Brief. Can you edit the lines from the line with "Please trace the outline of every instance of the silver" to the line with "Outlines of the silver" so that "silver car" becomes "gray sedan" everywhere, leaving all else unchanged, and give back only those lines?

Items stored from a collection:
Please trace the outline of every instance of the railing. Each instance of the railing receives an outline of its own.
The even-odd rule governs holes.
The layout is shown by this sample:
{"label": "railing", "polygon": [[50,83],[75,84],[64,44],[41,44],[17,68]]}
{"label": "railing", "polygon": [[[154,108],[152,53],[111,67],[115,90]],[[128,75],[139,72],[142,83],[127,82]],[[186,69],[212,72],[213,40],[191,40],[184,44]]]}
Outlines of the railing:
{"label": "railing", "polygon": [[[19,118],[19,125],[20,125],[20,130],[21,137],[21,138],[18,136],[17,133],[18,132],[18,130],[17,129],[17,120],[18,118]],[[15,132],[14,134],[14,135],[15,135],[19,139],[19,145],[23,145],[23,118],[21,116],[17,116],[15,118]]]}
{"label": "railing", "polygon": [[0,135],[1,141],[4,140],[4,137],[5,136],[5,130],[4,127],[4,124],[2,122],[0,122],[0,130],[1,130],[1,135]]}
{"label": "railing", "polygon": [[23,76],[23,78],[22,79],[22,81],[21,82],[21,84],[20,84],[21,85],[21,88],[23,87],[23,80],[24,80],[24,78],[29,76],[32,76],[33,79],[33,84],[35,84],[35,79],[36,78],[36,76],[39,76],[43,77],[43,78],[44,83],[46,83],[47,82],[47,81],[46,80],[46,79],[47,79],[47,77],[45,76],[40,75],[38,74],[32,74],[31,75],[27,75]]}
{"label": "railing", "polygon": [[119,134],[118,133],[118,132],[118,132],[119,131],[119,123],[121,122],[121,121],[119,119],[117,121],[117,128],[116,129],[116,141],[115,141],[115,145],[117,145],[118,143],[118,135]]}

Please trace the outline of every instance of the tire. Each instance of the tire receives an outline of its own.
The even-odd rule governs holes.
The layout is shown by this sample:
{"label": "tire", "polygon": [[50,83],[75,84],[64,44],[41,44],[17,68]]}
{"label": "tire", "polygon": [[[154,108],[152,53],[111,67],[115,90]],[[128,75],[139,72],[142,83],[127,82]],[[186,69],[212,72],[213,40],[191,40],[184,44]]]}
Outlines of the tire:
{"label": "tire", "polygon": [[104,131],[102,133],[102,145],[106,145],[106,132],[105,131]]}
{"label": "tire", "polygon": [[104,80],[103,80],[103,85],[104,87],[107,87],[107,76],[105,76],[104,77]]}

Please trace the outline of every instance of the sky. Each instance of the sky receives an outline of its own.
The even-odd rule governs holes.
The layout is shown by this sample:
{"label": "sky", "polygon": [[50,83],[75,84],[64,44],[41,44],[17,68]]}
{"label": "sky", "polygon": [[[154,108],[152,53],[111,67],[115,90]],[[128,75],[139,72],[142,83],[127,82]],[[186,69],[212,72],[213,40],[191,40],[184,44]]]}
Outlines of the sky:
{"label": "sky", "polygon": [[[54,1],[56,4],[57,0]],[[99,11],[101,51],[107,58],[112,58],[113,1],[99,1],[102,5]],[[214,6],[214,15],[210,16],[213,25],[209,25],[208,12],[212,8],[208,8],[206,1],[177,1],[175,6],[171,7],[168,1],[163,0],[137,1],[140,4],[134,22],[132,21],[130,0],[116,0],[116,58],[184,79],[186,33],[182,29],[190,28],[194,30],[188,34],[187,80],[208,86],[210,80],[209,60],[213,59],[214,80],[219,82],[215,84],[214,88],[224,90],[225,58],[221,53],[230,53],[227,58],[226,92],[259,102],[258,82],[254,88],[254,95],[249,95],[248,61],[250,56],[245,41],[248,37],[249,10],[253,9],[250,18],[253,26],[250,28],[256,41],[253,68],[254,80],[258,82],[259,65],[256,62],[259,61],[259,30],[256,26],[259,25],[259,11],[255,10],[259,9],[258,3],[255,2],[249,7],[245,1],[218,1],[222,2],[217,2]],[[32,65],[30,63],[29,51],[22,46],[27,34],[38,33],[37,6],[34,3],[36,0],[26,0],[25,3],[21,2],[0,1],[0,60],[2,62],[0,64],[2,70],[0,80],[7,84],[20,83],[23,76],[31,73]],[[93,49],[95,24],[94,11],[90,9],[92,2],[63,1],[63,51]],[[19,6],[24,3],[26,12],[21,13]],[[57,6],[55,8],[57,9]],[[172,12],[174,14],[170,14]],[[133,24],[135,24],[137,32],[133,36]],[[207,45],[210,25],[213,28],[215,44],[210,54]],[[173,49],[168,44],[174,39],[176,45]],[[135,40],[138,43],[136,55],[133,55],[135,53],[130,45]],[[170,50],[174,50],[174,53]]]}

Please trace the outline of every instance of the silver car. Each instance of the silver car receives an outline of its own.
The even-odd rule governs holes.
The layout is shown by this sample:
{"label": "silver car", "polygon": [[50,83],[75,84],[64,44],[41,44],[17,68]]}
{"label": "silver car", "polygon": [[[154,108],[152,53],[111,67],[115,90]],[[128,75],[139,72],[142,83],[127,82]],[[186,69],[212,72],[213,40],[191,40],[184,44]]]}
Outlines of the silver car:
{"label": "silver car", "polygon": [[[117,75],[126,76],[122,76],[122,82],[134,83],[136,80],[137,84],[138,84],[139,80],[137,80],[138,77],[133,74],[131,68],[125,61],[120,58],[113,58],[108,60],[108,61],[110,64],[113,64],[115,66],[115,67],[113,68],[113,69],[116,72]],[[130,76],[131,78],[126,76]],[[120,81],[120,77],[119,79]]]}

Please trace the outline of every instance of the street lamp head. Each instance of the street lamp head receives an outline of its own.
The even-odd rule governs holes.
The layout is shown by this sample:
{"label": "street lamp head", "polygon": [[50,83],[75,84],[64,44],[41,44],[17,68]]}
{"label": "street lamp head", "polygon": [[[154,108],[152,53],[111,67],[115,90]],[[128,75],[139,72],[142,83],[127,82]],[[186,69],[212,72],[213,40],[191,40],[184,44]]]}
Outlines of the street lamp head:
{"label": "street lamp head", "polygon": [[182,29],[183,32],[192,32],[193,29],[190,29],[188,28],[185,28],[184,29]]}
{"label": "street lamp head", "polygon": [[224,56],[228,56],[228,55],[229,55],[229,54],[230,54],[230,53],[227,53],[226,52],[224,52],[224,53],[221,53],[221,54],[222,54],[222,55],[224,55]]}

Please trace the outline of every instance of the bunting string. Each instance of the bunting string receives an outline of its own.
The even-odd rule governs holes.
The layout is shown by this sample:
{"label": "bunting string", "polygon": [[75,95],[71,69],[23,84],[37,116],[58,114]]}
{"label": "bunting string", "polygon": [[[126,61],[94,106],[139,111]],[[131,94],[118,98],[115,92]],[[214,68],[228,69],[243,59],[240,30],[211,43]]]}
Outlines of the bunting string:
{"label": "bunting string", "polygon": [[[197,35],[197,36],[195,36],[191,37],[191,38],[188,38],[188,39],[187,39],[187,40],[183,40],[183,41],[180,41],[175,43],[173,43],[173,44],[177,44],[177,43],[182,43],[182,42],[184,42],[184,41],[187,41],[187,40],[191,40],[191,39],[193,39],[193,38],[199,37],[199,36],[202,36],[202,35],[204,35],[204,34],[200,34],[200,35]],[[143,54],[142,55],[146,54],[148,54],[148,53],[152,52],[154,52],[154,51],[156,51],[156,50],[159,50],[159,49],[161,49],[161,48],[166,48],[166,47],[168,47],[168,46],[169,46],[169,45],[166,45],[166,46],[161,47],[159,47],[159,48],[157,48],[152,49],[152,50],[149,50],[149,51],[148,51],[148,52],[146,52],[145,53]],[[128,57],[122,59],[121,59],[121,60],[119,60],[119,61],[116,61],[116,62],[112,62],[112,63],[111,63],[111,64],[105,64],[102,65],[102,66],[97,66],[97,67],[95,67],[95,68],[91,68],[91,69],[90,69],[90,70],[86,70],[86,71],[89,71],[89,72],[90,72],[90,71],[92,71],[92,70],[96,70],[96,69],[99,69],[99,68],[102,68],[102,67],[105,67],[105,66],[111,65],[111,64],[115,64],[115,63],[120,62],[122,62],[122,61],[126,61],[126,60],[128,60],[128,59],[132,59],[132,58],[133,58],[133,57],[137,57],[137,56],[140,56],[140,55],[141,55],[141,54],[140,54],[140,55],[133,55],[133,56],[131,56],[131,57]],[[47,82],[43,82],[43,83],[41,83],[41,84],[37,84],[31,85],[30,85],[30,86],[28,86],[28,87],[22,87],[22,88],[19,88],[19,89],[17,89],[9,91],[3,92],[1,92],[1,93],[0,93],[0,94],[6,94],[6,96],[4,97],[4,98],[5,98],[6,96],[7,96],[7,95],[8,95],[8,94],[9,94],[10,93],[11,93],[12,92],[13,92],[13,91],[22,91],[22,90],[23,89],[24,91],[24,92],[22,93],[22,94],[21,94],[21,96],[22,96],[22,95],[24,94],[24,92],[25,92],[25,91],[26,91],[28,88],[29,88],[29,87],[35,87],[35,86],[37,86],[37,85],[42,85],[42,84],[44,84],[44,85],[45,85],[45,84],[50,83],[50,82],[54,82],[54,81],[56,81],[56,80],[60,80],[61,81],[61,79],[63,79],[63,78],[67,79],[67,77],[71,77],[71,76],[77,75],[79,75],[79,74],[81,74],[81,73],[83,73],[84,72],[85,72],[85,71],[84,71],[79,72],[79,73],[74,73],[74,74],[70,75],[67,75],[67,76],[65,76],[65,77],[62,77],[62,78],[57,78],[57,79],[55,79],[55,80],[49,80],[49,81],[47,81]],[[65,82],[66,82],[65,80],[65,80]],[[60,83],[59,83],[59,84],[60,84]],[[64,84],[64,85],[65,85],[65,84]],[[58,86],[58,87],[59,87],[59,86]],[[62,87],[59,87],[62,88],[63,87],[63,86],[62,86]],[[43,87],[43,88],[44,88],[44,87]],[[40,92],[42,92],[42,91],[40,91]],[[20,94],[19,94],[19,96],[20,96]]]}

Full solution.
Please trace the outline of every instance of the gray sedan. Each instance of the gray sedan receives an outline of its own.
The even-odd rule governs holes.
The layout is shown by this sample:
{"label": "gray sedan", "polygon": [[50,83],[75,84],[64,44],[41,44],[17,68]]}
{"label": "gray sedan", "polygon": [[[154,108],[152,53],[111,67],[115,90]],[[128,75],[139,72],[142,83],[127,82]],[[186,69],[212,72],[213,40],[191,40],[184,44]]]}
Outlines of the gray sedan:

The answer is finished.